++++ Exercise input

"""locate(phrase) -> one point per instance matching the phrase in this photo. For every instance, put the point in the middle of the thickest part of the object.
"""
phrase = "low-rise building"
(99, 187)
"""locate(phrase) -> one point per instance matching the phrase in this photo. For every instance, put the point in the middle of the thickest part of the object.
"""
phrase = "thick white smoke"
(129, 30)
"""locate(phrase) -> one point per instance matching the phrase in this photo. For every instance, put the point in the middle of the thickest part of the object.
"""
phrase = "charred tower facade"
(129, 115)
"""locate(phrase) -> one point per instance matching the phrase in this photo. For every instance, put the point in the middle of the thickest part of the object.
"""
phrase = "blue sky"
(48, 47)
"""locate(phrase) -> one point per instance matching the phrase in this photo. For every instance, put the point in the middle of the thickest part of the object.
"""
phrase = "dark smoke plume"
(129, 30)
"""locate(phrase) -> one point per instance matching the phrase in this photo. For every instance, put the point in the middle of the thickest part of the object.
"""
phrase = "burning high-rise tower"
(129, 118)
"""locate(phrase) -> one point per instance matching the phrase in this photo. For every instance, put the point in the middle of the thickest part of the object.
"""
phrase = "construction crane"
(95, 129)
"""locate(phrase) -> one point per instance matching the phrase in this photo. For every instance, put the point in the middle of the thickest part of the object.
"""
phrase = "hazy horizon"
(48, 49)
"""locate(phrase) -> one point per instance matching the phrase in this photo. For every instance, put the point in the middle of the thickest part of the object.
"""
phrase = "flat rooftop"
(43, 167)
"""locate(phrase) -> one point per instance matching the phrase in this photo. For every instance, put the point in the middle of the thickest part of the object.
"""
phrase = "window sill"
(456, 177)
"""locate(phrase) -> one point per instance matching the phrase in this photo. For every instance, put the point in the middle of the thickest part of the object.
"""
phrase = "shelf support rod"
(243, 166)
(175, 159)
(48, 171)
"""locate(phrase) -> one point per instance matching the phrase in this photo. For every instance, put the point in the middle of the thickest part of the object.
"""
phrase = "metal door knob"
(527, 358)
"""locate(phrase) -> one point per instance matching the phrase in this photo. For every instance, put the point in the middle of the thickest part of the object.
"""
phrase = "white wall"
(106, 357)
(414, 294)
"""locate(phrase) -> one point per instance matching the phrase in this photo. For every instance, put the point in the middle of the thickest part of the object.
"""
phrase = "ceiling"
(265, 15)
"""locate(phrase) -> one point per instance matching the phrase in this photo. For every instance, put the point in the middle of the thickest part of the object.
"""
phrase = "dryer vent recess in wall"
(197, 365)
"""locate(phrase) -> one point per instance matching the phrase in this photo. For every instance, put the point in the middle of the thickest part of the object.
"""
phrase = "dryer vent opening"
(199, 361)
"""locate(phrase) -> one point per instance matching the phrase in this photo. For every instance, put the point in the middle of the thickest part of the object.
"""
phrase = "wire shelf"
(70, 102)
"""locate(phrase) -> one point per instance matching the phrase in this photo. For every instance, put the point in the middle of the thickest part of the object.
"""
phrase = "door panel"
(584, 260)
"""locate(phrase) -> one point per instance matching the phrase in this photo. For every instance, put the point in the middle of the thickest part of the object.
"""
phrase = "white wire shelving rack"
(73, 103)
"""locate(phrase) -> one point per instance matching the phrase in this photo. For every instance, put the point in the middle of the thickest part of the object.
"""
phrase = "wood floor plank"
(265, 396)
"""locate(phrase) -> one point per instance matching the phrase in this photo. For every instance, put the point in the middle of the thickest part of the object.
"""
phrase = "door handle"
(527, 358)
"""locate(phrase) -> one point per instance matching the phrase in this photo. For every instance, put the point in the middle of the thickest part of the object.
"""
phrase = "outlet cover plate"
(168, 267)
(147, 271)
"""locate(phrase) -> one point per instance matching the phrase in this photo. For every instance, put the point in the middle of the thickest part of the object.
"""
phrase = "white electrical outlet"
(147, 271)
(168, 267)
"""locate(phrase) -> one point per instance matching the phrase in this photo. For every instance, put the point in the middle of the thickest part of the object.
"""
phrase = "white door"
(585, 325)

++++++++

[Short problem]:
Count the lines in the records that contain the word "wire", treating case as significant. Give only the number.

[Correct response]:
2